**BRIEF:** Swap "yellow labrador" for "golden retriever" in the part that opens with the line containing "out the lawn" and closes with the end of the items, and give those lines again with nothing else changed.

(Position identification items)

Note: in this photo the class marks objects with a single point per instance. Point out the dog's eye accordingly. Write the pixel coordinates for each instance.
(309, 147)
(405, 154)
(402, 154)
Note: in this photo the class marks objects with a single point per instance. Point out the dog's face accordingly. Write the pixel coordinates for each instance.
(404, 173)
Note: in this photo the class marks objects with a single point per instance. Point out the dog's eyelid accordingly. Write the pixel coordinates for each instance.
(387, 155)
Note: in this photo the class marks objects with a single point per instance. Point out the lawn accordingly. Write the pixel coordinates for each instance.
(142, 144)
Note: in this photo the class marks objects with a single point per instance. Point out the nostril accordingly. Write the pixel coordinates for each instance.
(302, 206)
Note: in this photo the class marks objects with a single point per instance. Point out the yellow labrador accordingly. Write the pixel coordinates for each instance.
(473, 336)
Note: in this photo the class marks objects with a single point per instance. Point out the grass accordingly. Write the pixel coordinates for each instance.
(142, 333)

**SOLUTION FOR THIS PROBLEM:**
Note: in this photo the class marks objects with a single point per instance. Point out the lawn accordingly. Write the pixel coordinates for each instance.
(142, 144)
Note: in this photo the class marks objects with a single point per instance. Point out the nostril accordingly. Write the pixel coordinates for each instance.
(302, 206)
Note: in this photo the class marks objects with a single point per instance. Point out the golden retriever accordingly. Write the pixel coordinates for each instance.
(473, 336)
Note: in this photo the class marks objects with a single point per instance. Point out the grass accordingly. Write the pixel coordinates for each instance.
(142, 333)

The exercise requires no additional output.